## Document
Mais c’est faute de pouvoir verser cette année la subvention habituelle, ou en tout cas pas autant qu’auparavant.

Une médecine de cheval …
Le gouvernement ne va piper mot à cet égard. Pour la bonne raison qu’il attend la récompense de cette médecine de cheval à laquelle nous sommes soumis impitoyablement : que Haïti soit sortie du rouge. Comme nous l’explique le premier ministre Laurent Lamothe : retrouver notre solvabilité, notre crédit, pour avoir accès au marché des capitaux extérieurs.
Vous me direz : ce discours n’est pas nouveau. On nous avait pareillement seriné les oreilles à propos de la Teleco (compagnie de téléphonie nationale) ainsi que du Ciment d’Haïti, de la Minoterie d’Haïti, toutes entreprises nationales (toutes nées de la marotte nationaliste de Papa Doc) mais toutes passées aujourd’hui aux mains du secteur privé.
Alors qu’est-ce qui empêche l’Electricité d’Haïti de subir le même traitement ?
Probablement pas son syndicat, autrefois si entreprenant mais dont un grand nombre de cadres sont déjà partis créer leur propre petite entreprise privée.

## Matériel source
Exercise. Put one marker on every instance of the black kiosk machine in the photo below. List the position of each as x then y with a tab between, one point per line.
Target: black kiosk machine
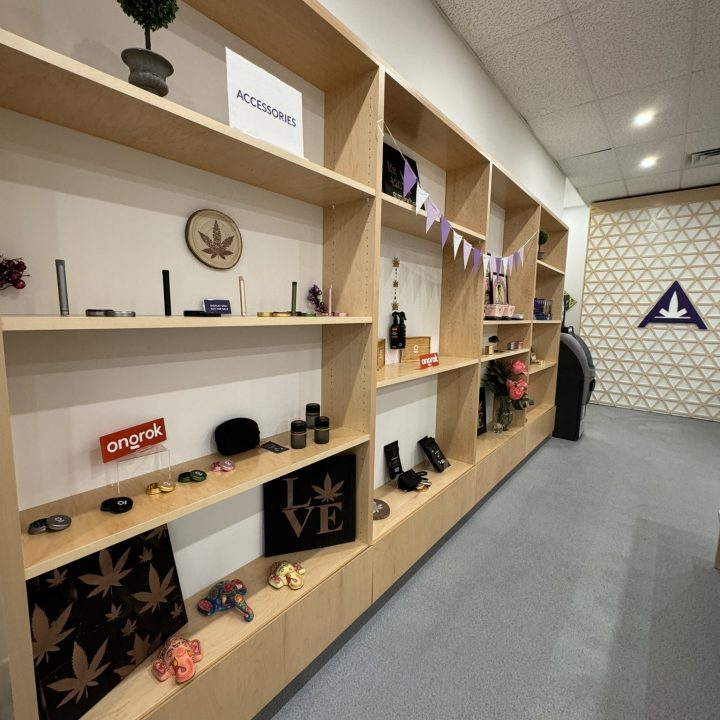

## Consigne écrite 1
D'après le texte sur l'Électricité d'Haïti, quel but le premier ministre Laurent Lamothe assigne-t-il au pays ?
## Consigne écrite 2
Dressez la liste des entreprises nationales qui, selon le texte sur l'Électricité d'Haïti, sont passées aux mains du secteur privé.
## Consigne écrite 3
Rédigez, s'il vous plaît, la suite du texte sur l'Électricité d'Haïti à partir de sa dernière phrase.
Vous n'avez pas besoin du matériel.

## Résultat attendu 1
Retrouver sa solvabilité et son crédit pour avoir accès au marché des capitaux extérieurs.

## Résultat attendu 2
- la Teleco
- le Ciment d'Haïti
- la Minoterie d'Haïti

## Résultat attendu 3
Plus certainement le gouvernement haïtien qui perdrait là un important levier d’influence sur l’environnement politico-social et financier.
Quant aux firmes privées de production locales, elles n’ont pas l’envergure nécessaire.

Technologie des ‘mains sales’ …
De plus, contrairement à la Teleco, l’électricité (du moins chez nous) n’est pas une composante des NTIC (nouvelles technologies de l’information et de la communication), c’est encore une technologie des ‘mains sales’, aussi les compagnies étrangères qui sont venues en mission de prospection sont toutes reparties en haussant les épaules. Seuls les Haïtiens eux-mêmes qui peuvent survivre dans un tel merdier !
Nous voici donc forcés d’avaler un remède de cheval mais sans assurance d’aller au petit coin (oh pardon !), bref de trouver jamais un soulagement.
L’international nous pousse vers une privatisation mais qui de son côté nous repousse.
Comme c’est le cas aujourd’hui pour beaucoup de choses … dans notre singulier petit pays !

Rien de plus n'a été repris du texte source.